● **READING TEXT**
Scientific classification
- Kingdom: Animalia
- Phylum: Chordata
- Class: Aves
- Order: Passeriformes
- Family: Parulidae
- Genus: Myioborus
- Species: M. miniatus
- Binomial name: Myioborus miniatus (Swainson, 1827)

= Slate-throated whitestart =

- Genus: Myioborus
- Species: miniatus
- Authority: (Swainson, 1827)
- Conservation status: LC

Species of bird

The slate-throated whitestart (Myioborus miniatus), also known as the slate-throated redstart, is a small insectivorous bird in the New World warbler family Parulidae that is native to Central and South America.

==Taxonomy==
The slate-throated whitestart was formally described in 1827 by the English zoologist William Swainson based on a specimen collected in Valladolid (Morelia) in the Mexican state of Michoacán. Swainson coined the binomial name Setophaga miniata where the specific epithet is from Latin miniatus meaning "painted vermilion". The slate-throated whitestart is now one of twelve species placed in the genus Myioborus that was introduced in 1865 by the American naturalist Spencer Baird.

Twelve subspecies are recognised:
- M. m. miniatus (Swainson, 1827) – west, southwest Mexico
- M. m. molochinus Wetmore, 1942 – east Mexico
- M. m. intermedius (Hartlaub, 1852) – south Mexico and east Guatemala
- M. m. hellmayri Van Rossem, 1936 – south Guatemala and southwest El Salvador
- M. m. connectens Dickey & Van Rossem, 1928 – El Salvador and Honduras to central north Nicaragua
- M. m. comptus Wetmore, 1944 – west, central Costa Rica
- M. m. aurantiacus (Baird, SF, 1865) – east Costa Rica and west Panama
- M. m. ballux Wetmore & Phelps, WH, 1944 – east Panama to north Ecuador and west Venezuela
- M. m. sanctaemartae Zimmer, JT, 1949 – north Colombia
- M. m. pallidiventris (Chapman, 1899) – north Venezuela
- M. m. subsimilis Zimmer, JT, 1949 – southwest Ecuador and northwest Peru
- M. m. verticalis (d'Orbigny & Lafresnaye, 1837) – south Ecuador to central Bolivia, southeast Venezuela, west Guyana and north Brazil

==Description==
The slate-throated whitestart is a long-tailed warbler measuring 12 cm long. It has a deep rufous head, dark back, and contrasting bright yellow breast, belly and white vent and tail tips. The bill is black, and the legs are blackish-gray.

● **YOUR TASKS**
A. Translate this sentence from the slate-throated whitestart text into Spanish: "The bill is black, and the legs are blackish-gray."
B. Please continue the slate-throated whitestart text from its final sentence.

● **RECORD EXTRACTS**
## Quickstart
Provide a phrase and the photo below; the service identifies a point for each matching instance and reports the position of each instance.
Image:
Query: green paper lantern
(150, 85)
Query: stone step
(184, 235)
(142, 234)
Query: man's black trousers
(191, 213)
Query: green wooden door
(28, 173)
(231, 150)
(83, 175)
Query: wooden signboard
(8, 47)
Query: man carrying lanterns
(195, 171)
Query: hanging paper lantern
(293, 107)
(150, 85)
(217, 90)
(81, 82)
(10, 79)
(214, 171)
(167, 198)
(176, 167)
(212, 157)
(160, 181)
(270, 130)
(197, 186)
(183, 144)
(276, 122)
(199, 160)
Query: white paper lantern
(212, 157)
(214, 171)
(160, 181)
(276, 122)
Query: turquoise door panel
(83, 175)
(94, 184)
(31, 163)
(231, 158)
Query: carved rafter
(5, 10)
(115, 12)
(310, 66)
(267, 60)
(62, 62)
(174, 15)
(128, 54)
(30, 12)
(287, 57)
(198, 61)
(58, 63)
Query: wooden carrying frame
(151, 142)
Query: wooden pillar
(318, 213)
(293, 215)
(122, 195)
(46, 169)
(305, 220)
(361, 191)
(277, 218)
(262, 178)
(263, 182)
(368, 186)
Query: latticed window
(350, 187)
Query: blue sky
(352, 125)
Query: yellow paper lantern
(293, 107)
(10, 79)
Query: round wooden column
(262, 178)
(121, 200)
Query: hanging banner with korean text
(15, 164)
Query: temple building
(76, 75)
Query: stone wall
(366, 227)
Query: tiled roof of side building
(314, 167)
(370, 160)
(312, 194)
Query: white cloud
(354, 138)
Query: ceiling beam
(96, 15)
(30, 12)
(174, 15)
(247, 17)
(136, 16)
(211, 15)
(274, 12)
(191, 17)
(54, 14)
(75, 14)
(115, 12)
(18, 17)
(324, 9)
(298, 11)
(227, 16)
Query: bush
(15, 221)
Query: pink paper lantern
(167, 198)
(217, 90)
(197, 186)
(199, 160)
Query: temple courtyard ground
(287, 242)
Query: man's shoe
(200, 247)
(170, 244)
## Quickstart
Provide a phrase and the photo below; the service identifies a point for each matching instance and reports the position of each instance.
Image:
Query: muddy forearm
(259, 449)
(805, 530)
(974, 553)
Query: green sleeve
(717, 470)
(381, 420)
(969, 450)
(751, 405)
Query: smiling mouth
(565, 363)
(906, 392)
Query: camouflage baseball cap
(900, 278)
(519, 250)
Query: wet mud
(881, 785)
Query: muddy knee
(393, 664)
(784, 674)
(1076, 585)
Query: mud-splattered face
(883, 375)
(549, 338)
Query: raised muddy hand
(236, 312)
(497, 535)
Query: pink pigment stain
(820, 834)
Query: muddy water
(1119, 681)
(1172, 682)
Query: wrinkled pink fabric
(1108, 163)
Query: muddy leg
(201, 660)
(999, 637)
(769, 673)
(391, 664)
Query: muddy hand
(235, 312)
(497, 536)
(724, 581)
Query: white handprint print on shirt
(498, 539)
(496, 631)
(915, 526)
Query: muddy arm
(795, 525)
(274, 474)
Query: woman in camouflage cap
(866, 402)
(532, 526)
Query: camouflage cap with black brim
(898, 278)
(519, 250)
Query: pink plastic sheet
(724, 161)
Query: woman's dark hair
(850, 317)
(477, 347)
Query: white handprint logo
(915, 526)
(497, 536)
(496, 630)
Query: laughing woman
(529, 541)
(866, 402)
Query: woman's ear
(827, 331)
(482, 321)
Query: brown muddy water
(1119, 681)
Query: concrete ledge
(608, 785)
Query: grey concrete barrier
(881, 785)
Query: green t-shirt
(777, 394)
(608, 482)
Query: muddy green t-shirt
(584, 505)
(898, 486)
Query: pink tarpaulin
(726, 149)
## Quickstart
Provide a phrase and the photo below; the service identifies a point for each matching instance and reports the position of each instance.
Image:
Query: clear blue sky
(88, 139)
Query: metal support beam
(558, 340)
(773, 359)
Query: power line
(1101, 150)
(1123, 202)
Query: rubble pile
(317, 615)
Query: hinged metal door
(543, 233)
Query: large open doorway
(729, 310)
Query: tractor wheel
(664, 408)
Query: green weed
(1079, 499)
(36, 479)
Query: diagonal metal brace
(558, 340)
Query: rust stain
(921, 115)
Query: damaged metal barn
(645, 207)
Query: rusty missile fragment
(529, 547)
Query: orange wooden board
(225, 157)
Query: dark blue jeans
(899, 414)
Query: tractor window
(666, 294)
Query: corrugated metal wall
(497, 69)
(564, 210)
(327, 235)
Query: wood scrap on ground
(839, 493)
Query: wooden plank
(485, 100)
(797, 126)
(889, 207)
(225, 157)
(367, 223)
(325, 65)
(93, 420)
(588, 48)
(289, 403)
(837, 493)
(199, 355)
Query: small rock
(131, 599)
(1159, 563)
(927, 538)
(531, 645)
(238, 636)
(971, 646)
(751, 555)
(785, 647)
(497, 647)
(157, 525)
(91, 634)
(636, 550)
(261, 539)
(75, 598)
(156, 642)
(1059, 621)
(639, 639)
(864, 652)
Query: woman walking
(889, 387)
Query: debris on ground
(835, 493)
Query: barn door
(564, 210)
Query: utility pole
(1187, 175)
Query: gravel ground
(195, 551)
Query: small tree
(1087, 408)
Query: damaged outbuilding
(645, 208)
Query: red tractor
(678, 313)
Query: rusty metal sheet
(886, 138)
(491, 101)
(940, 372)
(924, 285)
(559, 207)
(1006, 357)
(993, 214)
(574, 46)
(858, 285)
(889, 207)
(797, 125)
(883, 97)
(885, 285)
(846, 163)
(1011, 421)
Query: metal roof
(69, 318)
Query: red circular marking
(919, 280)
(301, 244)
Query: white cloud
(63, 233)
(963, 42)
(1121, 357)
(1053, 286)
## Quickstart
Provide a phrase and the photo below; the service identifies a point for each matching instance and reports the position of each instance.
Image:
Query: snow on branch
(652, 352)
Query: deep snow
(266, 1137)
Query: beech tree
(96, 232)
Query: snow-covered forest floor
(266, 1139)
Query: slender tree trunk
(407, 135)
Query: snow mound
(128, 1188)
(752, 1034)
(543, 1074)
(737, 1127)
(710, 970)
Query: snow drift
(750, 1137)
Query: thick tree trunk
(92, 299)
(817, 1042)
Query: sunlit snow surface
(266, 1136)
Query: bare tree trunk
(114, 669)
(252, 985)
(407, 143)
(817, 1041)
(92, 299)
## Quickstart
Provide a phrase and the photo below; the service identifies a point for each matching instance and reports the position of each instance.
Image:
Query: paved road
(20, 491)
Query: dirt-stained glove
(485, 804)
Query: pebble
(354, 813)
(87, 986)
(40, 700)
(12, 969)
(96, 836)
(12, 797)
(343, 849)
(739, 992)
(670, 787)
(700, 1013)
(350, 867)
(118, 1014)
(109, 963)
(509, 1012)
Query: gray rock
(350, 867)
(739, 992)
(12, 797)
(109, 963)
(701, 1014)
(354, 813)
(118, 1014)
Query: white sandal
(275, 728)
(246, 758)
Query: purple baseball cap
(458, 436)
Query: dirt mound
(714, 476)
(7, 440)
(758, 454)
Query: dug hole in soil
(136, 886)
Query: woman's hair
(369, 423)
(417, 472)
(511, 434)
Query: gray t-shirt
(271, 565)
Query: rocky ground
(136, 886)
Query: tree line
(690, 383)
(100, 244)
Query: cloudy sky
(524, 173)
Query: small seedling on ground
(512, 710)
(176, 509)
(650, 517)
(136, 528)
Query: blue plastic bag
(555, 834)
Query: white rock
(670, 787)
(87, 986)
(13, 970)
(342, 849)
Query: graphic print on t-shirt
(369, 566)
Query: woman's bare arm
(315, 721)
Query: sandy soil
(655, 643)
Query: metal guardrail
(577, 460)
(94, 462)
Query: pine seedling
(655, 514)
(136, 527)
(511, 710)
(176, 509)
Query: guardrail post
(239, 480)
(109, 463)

● **RESPONSES BY ITEM NUMBER**
A. El pico es negro y las patas son de color gris negruzco.

B.
While most of its plumage changes little throughout its large range, the underparts grade from yellow in most of its range, to red in the northernmost part.

==Distribution and habitat==
It is found disjunctly in humid highland forests, from upper understory to mid canopy, in Mexico, Central America, the Andes from western Venezuela to northwestern Argentina, the Venezuelan Coastal Range, Sierra Nevada de Santa Marta and the tepuis. It occurs at around 600 to 2500 m above sea level.

In July 2024, a specimen was spotted in the Sigmund Stern Recreation Grove of San Francisco, California. The sighting was confirmed by multiple birdwatching enthusiasts. This is the furthest north the species has ever been observed.

==Behavior==
Pairs remain together throughout year, often accompanying mixed flocks. It hops and flits about while flashing its tail to frighten insects which are then caught in aerial pursuits. It will occasionally take protein corpuscles from Cecropia plants and will occasionally glean insects from tree bark.

The slate-throated whitestart's call note is a sharp "pik" note. The song varies with region, although throughout most of range it is a varied series of whistled notes, some slurred up, some slurred down.

From April to May, pairs nest in a bulky, roofed structure with a side entrance, usually nestled in niche in bank or steep slope. The female lays 3, or sometimes 2, speckled white eggs.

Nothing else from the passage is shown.